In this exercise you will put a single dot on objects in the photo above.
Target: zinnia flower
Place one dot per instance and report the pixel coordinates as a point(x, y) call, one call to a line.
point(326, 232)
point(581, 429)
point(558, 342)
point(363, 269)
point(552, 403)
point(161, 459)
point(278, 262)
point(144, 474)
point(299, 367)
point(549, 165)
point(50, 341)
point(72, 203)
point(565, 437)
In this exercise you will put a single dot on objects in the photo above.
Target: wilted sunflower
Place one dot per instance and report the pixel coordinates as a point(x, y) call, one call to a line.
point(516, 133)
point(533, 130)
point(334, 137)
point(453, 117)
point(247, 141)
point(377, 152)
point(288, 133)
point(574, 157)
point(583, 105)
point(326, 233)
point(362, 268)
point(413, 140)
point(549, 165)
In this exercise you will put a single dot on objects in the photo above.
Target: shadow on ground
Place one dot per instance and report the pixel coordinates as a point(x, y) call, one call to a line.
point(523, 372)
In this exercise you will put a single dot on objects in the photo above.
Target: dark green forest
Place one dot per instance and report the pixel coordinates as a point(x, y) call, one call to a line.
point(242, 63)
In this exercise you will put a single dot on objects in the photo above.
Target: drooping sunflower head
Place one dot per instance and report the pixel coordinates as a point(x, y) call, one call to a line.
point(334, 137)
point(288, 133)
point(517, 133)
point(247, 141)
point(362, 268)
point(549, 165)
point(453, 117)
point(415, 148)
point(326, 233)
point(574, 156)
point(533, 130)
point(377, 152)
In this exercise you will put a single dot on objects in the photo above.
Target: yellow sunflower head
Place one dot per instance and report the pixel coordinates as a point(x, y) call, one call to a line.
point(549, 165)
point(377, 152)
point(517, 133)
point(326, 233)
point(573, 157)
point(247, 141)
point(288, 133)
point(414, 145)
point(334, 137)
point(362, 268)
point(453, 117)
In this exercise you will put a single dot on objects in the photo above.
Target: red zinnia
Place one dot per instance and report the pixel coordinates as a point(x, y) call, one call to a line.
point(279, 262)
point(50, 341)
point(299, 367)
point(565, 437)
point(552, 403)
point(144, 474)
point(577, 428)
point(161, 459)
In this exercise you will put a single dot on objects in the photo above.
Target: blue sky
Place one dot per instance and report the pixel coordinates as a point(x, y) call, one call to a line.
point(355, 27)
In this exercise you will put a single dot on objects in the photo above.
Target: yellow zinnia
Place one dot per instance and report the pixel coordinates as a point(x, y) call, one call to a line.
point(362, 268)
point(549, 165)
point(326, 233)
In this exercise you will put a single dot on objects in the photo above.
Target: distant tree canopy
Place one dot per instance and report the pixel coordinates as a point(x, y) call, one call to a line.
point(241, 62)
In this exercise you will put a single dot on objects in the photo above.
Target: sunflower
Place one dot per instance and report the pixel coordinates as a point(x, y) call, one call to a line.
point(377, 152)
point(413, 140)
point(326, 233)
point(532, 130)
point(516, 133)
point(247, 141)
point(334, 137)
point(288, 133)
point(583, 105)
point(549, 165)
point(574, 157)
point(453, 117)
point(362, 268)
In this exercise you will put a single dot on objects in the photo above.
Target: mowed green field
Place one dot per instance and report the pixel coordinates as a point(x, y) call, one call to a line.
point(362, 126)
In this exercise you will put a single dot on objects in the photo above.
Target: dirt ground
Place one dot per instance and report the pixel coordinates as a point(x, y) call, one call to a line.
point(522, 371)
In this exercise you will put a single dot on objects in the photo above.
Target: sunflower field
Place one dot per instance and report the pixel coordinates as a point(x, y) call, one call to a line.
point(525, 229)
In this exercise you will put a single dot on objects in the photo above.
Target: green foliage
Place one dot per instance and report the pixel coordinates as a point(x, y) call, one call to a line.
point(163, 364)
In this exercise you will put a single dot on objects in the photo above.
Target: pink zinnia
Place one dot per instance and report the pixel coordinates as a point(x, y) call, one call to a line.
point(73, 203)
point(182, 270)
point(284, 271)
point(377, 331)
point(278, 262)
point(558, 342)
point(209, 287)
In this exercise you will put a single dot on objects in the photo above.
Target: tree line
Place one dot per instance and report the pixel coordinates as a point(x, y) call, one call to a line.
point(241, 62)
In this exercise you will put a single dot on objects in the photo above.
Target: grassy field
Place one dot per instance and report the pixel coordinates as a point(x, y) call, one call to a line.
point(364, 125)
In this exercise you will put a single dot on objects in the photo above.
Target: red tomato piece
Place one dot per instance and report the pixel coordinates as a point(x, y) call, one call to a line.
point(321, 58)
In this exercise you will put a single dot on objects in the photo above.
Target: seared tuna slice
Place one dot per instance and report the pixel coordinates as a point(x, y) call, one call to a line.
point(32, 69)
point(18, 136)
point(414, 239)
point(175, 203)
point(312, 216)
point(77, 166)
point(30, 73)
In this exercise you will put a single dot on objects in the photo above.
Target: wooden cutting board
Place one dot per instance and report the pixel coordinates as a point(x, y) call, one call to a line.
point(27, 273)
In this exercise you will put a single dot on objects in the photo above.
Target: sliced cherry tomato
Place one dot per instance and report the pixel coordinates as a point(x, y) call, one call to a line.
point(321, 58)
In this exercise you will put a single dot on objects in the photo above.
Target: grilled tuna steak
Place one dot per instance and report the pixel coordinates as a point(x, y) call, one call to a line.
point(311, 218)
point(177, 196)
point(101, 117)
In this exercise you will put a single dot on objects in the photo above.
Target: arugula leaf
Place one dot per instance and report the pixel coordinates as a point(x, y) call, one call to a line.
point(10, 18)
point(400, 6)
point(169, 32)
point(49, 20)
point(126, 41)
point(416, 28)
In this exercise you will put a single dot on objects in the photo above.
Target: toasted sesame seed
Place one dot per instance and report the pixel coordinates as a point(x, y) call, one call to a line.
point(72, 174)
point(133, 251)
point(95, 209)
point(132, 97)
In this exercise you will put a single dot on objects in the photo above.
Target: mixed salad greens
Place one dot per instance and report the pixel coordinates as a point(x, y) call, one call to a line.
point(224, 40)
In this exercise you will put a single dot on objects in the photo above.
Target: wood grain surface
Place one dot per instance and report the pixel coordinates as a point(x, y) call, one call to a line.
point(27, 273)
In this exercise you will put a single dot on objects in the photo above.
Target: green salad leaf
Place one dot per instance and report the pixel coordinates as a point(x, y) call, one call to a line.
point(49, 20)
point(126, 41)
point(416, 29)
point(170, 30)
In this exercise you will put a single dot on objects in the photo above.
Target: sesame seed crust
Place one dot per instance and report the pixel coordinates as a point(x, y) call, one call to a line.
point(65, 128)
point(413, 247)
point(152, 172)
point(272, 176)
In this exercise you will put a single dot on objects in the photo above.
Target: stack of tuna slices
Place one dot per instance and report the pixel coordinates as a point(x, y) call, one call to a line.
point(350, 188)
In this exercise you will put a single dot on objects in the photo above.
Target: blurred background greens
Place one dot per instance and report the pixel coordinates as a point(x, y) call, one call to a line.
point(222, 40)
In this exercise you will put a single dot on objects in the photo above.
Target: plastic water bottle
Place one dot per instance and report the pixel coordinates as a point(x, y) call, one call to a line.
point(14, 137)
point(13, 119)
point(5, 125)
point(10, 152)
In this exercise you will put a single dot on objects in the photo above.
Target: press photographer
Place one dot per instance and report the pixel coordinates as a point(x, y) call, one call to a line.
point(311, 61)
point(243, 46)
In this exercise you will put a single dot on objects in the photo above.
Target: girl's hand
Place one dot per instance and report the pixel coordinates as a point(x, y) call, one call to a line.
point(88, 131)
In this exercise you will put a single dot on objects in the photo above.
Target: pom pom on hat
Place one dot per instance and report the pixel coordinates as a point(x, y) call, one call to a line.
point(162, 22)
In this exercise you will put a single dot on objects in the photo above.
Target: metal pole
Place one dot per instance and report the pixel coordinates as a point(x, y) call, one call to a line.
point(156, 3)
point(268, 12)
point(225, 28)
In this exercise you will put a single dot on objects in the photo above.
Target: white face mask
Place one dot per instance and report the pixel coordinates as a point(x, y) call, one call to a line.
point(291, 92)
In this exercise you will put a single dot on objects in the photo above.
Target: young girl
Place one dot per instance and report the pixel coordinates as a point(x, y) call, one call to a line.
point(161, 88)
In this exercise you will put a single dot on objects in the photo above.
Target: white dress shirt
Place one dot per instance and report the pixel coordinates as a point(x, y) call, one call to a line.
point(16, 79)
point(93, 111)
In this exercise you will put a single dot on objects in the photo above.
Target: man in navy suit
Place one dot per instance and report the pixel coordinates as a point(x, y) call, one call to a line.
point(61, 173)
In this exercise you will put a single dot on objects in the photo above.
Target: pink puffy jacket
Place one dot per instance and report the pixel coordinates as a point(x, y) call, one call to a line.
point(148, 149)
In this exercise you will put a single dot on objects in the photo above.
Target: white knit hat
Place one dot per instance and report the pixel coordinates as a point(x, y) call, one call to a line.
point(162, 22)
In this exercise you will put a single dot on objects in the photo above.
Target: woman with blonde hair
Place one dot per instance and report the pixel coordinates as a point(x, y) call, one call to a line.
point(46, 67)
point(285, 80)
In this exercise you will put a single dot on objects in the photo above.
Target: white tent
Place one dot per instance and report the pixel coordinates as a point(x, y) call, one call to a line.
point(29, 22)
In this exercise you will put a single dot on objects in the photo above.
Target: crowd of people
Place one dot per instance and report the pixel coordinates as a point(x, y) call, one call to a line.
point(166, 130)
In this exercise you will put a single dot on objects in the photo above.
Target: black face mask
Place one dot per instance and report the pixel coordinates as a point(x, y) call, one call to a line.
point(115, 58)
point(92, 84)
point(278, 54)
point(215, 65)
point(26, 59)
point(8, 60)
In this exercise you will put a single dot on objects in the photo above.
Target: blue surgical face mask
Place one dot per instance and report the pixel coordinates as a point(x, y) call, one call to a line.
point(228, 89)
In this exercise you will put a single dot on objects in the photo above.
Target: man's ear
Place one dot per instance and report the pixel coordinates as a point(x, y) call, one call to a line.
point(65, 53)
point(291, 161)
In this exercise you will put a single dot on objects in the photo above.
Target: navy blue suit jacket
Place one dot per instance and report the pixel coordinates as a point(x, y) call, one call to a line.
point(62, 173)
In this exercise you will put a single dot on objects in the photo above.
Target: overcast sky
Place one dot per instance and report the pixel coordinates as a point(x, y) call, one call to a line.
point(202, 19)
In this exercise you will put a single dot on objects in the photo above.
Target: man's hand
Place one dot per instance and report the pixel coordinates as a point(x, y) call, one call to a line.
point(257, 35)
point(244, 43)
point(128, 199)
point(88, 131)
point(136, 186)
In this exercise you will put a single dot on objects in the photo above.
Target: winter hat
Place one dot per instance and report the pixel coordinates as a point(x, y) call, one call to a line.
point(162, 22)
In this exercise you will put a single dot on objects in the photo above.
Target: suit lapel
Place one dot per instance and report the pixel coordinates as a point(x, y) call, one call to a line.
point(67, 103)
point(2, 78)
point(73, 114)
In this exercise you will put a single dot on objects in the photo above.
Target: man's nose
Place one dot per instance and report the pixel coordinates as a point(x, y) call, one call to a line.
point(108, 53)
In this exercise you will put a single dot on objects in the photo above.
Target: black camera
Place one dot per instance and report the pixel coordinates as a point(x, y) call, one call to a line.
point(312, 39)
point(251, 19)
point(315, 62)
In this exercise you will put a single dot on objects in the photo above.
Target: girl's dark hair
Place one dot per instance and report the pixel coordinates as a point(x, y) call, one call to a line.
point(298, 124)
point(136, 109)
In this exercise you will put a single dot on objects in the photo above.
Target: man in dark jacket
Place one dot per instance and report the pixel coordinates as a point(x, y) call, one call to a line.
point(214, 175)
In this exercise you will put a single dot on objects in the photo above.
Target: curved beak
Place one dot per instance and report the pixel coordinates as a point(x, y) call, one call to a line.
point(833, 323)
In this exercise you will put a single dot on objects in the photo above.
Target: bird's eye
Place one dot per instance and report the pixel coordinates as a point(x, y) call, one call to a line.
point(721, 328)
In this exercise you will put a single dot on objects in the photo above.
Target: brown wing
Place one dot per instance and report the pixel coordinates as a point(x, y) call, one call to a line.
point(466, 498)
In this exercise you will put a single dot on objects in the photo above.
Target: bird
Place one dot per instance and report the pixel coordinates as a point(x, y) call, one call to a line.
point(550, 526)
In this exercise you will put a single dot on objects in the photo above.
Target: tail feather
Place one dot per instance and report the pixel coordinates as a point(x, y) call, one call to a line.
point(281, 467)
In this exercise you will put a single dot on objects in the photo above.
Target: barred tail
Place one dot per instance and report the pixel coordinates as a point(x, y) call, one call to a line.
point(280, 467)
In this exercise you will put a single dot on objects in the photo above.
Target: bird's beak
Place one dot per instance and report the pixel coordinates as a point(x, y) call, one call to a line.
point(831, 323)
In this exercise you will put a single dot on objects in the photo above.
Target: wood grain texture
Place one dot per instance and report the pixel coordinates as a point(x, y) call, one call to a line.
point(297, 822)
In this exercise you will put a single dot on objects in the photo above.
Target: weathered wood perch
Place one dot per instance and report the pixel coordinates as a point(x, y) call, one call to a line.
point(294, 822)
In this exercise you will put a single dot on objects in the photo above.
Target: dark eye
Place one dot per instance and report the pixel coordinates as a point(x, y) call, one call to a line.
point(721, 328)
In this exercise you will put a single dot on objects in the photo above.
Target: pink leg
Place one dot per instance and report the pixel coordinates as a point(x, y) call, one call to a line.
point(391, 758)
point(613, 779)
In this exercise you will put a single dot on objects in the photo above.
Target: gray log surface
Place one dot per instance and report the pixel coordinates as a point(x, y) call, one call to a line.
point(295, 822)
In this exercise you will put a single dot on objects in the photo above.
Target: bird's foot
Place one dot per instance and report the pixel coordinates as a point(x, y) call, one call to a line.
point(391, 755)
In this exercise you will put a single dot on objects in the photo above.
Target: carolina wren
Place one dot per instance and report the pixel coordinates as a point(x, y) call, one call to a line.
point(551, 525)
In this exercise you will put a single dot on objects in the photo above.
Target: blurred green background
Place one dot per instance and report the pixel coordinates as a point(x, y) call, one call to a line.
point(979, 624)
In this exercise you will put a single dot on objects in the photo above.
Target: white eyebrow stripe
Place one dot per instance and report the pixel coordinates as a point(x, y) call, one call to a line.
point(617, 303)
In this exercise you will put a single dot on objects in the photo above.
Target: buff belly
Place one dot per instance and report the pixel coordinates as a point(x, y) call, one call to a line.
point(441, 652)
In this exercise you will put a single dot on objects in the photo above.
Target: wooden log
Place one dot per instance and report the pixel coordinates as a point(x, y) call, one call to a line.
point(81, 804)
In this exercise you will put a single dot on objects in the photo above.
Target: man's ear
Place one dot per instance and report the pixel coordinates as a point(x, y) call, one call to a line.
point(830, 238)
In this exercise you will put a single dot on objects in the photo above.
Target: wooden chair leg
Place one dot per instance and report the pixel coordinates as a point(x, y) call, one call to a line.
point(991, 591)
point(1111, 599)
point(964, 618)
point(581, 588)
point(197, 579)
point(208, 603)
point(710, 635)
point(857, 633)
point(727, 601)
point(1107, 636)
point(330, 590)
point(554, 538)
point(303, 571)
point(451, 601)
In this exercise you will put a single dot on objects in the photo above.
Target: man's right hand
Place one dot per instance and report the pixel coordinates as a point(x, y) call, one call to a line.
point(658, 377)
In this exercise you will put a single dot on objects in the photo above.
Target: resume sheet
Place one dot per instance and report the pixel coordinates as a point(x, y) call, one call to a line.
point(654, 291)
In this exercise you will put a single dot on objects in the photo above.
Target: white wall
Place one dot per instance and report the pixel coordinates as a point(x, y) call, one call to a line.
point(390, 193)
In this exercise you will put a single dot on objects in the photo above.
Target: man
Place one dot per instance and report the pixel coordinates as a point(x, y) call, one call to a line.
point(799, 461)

__DO THIS__:
Starting at the top of the records and stopping after the line that contains "point(242, 63)", render each line as a Markdown table with the columns Row and Line, numbering the rows and skipping blank lines.

__OUTPUT OF THE TASK__:
| Row | Line |
|---|---|
| 1 | In this exercise you will put a single dot on objects in the photo above. |
| 2 | Target: zinnia flower |
| 3 | Place one dot per instance and report the pixel coordinates as a point(x, y) call, one call to a line. |
| 4 | point(326, 232) |
| 5 | point(581, 429) |
| 6 | point(558, 342) |
| 7 | point(363, 269) |
| 8 | point(552, 403) |
| 9 | point(161, 459) |
| 10 | point(278, 262) |
| 11 | point(144, 474) |
| 12 | point(299, 367) |
| 13 | point(549, 165) |
| 14 | point(50, 341) |
| 15 | point(72, 203) |
| 16 | point(565, 437) |
| 17 | In this exercise you will put a single dot on objects in the photo above. |
| 18 | Target: wilted sunflower |
| 19 | Place one dot per instance and report the pixel coordinates as a point(x, y) call, one call to a line. |
| 20 | point(516, 133) |
| 21 | point(533, 130) |
| 22 | point(334, 137) |
| 23 | point(453, 117) |
| 24 | point(247, 141) |
| 25 | point(377, 152) |
| 26 | point(288, 133) |
| 27 | point(574, 157) |
| 28 | point(583, 105) |
| 29 | point(326, 233) |
| 30 | point(362, 268) |
| 31 | point(413, 140) |
| 32 | point(549, 165) |
| 33 | In this exercise you will put a single dot on objects in the photo above. |
| 34 | Target: shadow on ground |
| 35 | Place one dot per instance and report the pixel coordinates as a point(x, y) call, one call to a line. |
| 36 | point(523, 372) |
| 37 | In this exercise you will put a single dot on objects in the photo above. |
| 38 | Target: dark green forest |
| 39 | Place one dot per instance and report the pixel coordinates as a point(x, y) call, one call to a line. |
| 40 | point(242, 63) |